** Task prompt **
Starting with the first line of the listing, quote each line exactly until and including the one with "box: [202, 164, 209, 180]", leaving pictures out.

** Records provided **
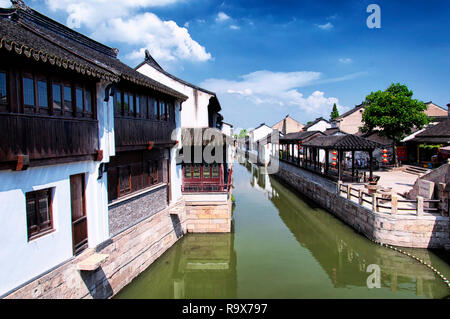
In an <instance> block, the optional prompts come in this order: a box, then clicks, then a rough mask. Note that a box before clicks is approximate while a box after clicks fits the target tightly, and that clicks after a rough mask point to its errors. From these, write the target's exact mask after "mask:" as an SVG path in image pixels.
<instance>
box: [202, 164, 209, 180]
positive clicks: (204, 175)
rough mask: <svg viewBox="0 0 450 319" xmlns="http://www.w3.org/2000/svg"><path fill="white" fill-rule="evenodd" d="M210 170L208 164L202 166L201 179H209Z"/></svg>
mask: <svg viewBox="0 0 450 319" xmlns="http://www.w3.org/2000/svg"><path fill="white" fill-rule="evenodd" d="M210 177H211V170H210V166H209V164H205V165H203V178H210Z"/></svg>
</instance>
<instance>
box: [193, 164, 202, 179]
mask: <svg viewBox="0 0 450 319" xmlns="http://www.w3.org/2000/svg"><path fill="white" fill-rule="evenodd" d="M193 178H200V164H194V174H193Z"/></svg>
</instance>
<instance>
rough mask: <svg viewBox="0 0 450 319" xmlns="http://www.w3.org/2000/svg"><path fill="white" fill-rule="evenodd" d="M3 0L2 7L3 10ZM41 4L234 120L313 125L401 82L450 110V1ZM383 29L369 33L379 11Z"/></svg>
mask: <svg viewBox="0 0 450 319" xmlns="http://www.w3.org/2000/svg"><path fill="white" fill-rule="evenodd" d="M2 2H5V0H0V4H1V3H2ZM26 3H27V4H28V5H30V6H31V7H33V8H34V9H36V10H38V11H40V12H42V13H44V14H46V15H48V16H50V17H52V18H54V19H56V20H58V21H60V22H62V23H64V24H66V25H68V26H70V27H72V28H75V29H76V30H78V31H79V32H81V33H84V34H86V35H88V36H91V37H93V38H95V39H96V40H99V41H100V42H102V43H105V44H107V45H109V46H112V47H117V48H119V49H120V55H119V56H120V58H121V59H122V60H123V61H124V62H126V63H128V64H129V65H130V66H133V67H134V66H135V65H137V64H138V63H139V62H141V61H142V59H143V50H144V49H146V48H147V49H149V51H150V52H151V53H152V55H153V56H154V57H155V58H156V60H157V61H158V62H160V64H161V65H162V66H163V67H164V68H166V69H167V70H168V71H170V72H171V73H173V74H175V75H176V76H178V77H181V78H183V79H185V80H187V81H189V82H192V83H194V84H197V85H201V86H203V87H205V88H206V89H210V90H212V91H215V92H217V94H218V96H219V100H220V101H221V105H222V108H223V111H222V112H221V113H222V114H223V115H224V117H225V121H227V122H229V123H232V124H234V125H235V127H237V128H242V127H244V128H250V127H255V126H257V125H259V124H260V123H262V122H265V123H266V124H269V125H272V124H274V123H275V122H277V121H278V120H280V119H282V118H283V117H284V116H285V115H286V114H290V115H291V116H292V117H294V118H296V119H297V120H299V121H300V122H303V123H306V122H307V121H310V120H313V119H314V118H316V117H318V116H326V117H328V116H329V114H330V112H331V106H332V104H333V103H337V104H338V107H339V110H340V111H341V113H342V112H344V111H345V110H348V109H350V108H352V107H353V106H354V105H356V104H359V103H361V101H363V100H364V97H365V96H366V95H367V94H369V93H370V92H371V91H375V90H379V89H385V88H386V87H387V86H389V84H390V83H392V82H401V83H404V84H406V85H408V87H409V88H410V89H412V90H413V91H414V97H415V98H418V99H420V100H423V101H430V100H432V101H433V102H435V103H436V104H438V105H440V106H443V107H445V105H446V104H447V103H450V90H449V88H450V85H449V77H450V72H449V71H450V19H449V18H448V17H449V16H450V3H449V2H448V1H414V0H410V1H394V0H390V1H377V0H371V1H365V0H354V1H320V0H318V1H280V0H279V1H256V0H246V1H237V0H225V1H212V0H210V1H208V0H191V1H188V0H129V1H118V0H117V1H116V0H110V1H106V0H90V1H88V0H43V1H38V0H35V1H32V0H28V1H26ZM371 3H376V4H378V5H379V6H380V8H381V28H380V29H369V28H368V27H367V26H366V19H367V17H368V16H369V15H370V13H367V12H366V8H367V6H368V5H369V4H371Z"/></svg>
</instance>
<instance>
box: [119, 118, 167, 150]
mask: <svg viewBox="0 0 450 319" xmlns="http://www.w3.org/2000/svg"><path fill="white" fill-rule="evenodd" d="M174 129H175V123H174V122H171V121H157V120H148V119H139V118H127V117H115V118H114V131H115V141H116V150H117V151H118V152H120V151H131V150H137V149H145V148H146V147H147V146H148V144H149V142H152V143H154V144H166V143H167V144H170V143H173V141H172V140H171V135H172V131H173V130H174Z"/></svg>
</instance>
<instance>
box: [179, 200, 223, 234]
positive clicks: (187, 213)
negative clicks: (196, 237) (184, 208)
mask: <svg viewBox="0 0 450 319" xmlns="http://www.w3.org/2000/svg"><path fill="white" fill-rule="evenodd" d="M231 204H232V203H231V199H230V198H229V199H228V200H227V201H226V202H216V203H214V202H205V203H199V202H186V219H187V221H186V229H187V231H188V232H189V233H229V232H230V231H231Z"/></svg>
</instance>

** Response box **
In an <instance> block, the optional prompts come in this order: a box, then clicks, then a rough mask. Note that a box before clicks is approximate while a box after clicks fits the target tightly, and that clicks after a rough mask point to its errors. From these, write the target's exact mask after "mask:" as an SVG path in image pixels.
<instance>
box: [202, 164, 209, 180]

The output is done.